[Saved data entries]
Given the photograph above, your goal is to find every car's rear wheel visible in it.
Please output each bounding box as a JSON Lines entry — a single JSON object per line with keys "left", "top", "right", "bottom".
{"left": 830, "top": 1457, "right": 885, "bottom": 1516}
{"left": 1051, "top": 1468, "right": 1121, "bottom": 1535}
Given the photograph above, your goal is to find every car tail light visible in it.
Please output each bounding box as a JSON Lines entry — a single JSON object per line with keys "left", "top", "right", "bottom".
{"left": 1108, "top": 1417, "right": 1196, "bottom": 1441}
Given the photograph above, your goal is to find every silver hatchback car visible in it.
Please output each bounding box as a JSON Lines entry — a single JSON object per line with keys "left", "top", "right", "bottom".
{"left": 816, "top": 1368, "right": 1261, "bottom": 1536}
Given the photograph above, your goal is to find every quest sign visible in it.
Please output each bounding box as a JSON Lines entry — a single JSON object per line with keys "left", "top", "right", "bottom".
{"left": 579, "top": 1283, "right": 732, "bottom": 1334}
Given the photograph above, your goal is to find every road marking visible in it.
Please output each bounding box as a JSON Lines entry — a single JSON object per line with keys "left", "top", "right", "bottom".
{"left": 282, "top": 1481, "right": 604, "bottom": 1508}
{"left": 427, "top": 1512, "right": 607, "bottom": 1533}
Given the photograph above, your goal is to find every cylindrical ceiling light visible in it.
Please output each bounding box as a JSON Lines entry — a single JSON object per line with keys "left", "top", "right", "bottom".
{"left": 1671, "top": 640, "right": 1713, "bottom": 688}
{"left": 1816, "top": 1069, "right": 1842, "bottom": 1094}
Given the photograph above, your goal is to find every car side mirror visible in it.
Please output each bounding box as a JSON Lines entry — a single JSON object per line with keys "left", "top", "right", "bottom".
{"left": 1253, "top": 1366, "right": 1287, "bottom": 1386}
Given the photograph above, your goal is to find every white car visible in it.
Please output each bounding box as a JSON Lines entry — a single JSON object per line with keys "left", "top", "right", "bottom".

• WORK INSTRUCTION: Restate the full data above, keeping each word intact.

• WRITTEN ANSWER:
Given the photograph above, your goal is to find every car's rear wheel visible in it.
Please output each bounding box as a JSON Lines entry — a single JSON object per line with keys "left", "top", "right", "bottom".
{"left": 830, "top": 1457, "right": 885, "bottom": 1516}
{"left": 1051, "top": 1468, "right": 1121, "bottom": 1535}
Given the photograph above, your goal is to find every car tail light visible in it.
Please output each bounding box as a JSON Lines entry — a single JSON object per line with keys "left", "top", "right", "bottom".
{"left": 1108, "top": 1417, "right": 1196, "bottom": 1441}
Given the photograph above, your goal is to find every silver hatchback car visible in it.
Please output each bounding box as a JSON Lines entry — a single JSON object per line with keys "left", "top", "right", "bottom".
{"left": 816, "top": 1368, "right": 1261, "bottom": 1536}
Given the photograph above, your goal is to find every quest sign visible in it.
Please output each bounding box as a JSON Lines entry — a single JSON object per line with keys "left", "top", "right", "bottom".
{"left": 579, "top": 1283, "right": 732, "bottom": 1334}
Given the photograph above, your goal is to find every road marking visible in it.
Please output each bounding box as a JSON Lines entry — a single JSON object per line with keys "left", "top", "right", "bottom".
{"left": 282, "top": 1481, "right": 604, "bottom": 1508}
{"left": 427, "top": 1512, "right": 607, "bottom": 1533}
Given the photograph above, your goal is to find every cylindrical ceiling light visible in it.
Please output each bounding box as a JSON Lines entry — a single JSON object per line with keys "left", "top", "right", "bottom".
{"left": 1671, "top": 640, "right": 1713, "bottom": 688}
{"left": 1816, "top": 1069, "right": 1842, "bottom": 1094}
Given the photograph above, your goal is to find every car side mirror visible in it.
Please output each bounding box as a JSON Lines entry — a single JSON object per line with keys "left", "top", "right", "bottom".
{"left": 1253, "top": 1366, "right": 1287, "bottom": 1386}
Given the photograph above, your goal is to find every white car visible in it.
Please output each bounding box as a JSON Lines entry — a single JSON object per line with keys "left", "top", "right", "bottom".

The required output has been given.